- Your goal: Give the entries below as a Markdown table with two columns, Row and Entry line, putting each line in its own numbered row and skipping blank lines.
═════ Listed records
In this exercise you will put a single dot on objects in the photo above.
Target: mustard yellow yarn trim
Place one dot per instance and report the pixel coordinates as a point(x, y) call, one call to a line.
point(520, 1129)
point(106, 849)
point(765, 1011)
══════════
- Written solution:
| Row | Entry line |
|---|---|
| 1 | In this exercise you will put a single dot on objects in the photo above. |
| 2 | Target: mustard yellow yarn trim |
| 3 | Place one dot per instance and report the pixel coordinates as a point(x, y) call, one call to a line. |
| 4 | point(520, 1129) |
| 5 | point(106, 849) |
| 6 | point(765, 1011) |